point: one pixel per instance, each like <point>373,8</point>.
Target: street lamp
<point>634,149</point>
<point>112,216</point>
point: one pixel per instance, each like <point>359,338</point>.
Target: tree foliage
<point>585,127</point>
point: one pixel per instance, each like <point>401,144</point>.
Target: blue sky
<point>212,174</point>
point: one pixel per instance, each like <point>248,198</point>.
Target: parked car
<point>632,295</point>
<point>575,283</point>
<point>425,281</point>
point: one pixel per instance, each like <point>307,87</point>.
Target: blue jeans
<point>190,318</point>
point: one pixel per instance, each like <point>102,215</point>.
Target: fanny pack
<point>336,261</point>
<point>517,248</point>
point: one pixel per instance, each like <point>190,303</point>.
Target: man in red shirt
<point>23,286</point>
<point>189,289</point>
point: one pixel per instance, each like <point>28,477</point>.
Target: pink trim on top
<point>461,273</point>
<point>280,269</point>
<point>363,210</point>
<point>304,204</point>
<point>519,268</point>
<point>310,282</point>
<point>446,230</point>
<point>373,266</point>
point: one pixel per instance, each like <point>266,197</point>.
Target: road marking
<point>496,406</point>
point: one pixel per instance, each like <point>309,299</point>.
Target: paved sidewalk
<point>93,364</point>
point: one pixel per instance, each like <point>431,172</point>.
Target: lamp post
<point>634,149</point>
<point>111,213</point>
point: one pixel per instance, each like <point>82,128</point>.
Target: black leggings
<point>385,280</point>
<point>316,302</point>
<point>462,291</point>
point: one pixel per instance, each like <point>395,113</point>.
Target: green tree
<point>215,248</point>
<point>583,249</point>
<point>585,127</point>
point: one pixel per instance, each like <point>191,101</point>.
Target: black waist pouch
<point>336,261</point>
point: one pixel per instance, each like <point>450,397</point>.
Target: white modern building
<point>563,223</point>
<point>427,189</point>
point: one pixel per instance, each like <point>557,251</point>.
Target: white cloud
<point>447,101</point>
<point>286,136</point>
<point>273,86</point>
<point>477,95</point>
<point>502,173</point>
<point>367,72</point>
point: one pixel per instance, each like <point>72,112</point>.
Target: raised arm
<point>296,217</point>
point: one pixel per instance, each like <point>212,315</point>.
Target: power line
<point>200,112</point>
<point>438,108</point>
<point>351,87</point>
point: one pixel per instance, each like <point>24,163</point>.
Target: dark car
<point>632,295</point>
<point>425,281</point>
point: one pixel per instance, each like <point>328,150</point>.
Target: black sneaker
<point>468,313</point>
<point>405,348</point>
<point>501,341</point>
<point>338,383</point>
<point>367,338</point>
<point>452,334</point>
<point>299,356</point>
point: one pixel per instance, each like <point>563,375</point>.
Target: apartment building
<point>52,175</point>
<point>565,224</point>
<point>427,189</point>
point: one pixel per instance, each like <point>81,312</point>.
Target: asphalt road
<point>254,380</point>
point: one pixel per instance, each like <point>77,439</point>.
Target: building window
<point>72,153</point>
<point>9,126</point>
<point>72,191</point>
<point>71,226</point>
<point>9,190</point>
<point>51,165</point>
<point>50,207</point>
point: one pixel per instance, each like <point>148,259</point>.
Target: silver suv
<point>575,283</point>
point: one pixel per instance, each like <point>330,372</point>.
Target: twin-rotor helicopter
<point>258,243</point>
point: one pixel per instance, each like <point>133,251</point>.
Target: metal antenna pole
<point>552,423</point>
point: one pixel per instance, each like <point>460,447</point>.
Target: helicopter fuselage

----------------------------------------

**AIM OF THE EXERCISE**
Return only the lines between the one holding "Target: green tree" and the one holding "point: one pixel per instance, each like <point>330,372</point>.", inclusive, exactly as they appear above.

**RESPONSE AREA**
Target: green tree
<point>215,248</point>
<point>583,249</point>
<point>585,127</point>
point: one pixel per instance, each like <point>191,101</point>.
Target: black waist pouch
<point>336,261</point>
point: one pixel per instance, each like <point>450,397</point>.
Target: white modern building
<point>563,223</point>
<point>427,189</point>
point: one pixel per instance, each like <point>557,251</point>.
Target: white cloud
<point>447,101</point>
<point>286,136</point>
<point>273,86</point>
<point>477,95</point>
<point>502,173</point>
<point>367,72</point>
point: one pixel per instance, each like <point>72,112</point>.
Target: raised arm
<point>296,217</point>
point: one pixel per instance, each like <point>212,315</point>.
Target: power line
<point>200,112</point>
<point>438,108</point>
<point>351,87</point>
point: one pixel per instance, each like <point>24,163</point>.
Target: dark car
<point>632,295</point>
<point>425,281</point>
point: one pixel per instance, each like <point>328,150</point>.
Target: black sneaker
<point>468,313</point>
<point>405,348</point>
<point>501,341</point>
<point>338,383</point>
<point>367,338</point>
<point>452,334</point>
<point>299,356</point>
point: one pixel per instance, each like <point>563,375</point>.
Target: apartment building
<point>52,175</point>
<point>565,224</point>
<point>427,189</point>
point: one pixel per instance, each like <point>81,312</point>.
Target: asphalt road
<point>254,380</point>
point: one pixel per instance, each like <point>77,439</point>.
Target: building window
<point>72,153</point>
<point>9,126</point>
<point>72,191</point>
<point>71,226</point>
<point>9,190</point>
<point>51,165</point>
<point>50,207</point>
point: one pixel per instance, each like <point>148,259</point>.
Target: silver suv
<point>575,283</point>
point: one pixel per instance, each like <point>330,372</point>.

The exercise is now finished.